(Region annotation entries)
* start *
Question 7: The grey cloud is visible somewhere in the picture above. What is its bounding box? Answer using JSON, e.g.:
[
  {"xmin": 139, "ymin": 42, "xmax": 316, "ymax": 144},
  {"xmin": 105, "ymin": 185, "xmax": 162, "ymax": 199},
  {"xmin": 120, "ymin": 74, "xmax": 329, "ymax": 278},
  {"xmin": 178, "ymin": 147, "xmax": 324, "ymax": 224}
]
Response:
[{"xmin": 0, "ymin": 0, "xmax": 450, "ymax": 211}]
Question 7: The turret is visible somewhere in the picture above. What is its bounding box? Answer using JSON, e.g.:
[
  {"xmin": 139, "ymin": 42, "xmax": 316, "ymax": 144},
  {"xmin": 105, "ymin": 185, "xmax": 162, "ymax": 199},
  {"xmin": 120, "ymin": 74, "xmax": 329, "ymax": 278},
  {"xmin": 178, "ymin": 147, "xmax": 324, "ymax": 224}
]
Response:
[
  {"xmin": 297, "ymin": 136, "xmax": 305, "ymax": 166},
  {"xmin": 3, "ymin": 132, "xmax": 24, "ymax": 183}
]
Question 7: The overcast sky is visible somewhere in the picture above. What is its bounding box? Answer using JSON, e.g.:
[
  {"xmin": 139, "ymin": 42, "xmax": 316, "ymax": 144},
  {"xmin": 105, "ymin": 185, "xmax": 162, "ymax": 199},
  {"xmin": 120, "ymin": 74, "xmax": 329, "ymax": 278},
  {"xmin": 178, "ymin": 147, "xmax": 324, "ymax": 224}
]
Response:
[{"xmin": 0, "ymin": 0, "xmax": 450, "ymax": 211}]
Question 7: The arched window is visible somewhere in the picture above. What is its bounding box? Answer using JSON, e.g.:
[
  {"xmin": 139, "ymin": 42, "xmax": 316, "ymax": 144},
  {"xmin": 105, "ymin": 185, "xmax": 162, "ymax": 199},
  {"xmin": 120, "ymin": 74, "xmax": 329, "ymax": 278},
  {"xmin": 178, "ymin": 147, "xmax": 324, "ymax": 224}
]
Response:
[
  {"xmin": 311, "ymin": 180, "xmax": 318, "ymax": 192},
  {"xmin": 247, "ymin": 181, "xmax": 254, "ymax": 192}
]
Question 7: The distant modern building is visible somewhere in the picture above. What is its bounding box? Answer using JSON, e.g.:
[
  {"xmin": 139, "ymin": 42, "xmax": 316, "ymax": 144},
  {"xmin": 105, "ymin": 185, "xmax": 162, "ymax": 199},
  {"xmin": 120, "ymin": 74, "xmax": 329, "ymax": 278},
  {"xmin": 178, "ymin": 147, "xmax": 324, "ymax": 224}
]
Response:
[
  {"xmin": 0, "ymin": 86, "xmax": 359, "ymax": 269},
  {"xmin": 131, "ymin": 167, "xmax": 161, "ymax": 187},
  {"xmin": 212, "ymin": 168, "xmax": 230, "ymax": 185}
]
* end *
**TASK DIRECTIONS**
Rewrite all of the items above, changing each "bounding box" to "bounding rectangle" and keeping every other part the same.

**WRITTEN SOLUTION**
Question 7: The grey cloud is visible somewhere in the picture above. What is its bounding rectangle? Answer using JSON, e.g.:
[
  {"xmin": 139, "ymin": 42, "xmax": 316, "ymax": 144},
  {"xmin": 105, "ymin": 185, "xmax": 162, "ymax": 199},
  {"xmin": 120, "ymin": 74, "xmax": 329, "ymax": 278},
  {"xmin": 178, "ymin": 147, "xmax": 324, "ymax": 224}
]
Response:
[{"xmin": 0, "ymin": 0, "xmax": 450, "ymax": 211}]
Question 7: The turret is visible somewhere in the picture above. What is its bounding rectangle? Answer using JSON, e.g.:
[
  {"xmin": 139, "ymin": 42, "xmax": 316, "ymax": 144},
  {"xmin": 105, "ymin": 185, "xmax": 162, "ymax": 199},
  {"xmin": 120, "ymin": 74, "xmax": 329, "ymax": 278},
  {"xmin": 178, "ymin": 147, "xmax": 324, "ymax": 224}
]
Response:
[
  {"xmin": 297, "ymin": 136, "xmax": 305, "ymax": 166},
  {"xmin": 3, "ymin": 132, "xmax": 24, "ymax": 183}
]
Question 7: The overcast sky is visible somewhere in the picture above. What is its bounding rectangle? Answer using JSON, e.g.:
[
  {"xmin": 139, "ymin": 42, "xmax": 316, "ymax": 144},
  {"xmin": 105, "ymin": 185, "xmax": 162, "ymax": 199},
  {"xmin": 120, "ymin": 74, "xmax": 329, "ymax": 278},
  {"xmin": 178, "ymin": 147, "xmax": 324, "ymax": 224}
]
Response:
[{"xmin": 0, "ymin": 0, "xmax": 450, "ymax": 211}]
Question 7: The arched window is visible somewhere in the picture above. What is its bounding rectangle? Answer using JSON, e.g.:
[
  {"xmin": 139, "ymin": 42, "xmax": 316, "ymax": 144},
  {"xmin": 105, "ymin": 185, "xmax": 162, "ymax": 199},
  {"xmin": 120, "ymin": 74, "xmax": 329, "ymax": 278},
  {"xmin": 178, "ymin": 147, "xmax": 324, "ymax": 224}
]
Response:
[
  {"xmin": 311, "ymin": 180, "xmax": 318, "ymax": 192},
  {"xmin": 247, "ymin": 181, "xmax": 254, "ymax": 192}
]
Question 7: The distant modern building is visible somewhere in the picture above. What is its bounding rectangle? Answer using JSON, e.g.:
[
  {"xmin": 139, "ymin": 42, "xmax": 316, "ymax": 144},
  {"xmin": 105, "ymin": 185, "xmax": 162, "ymax": 199},
  {"xmin": 120, "ymin": 74, "xmax": 329, "ymax": 278},
  {"xmin": 178, "ymin": 147, "xmax": 324, "ymax": 224}
]
Response:
[
  {"xmin": 0, "ymin": 86, "xmax": 359, "ymax": 269},
  {"xmin": 131, "ymin": 167, "xmax": 161, "ymax": 187},
  {"xmin": 212, "ymin": 168, "xmax": 230, "ymax": 185}
]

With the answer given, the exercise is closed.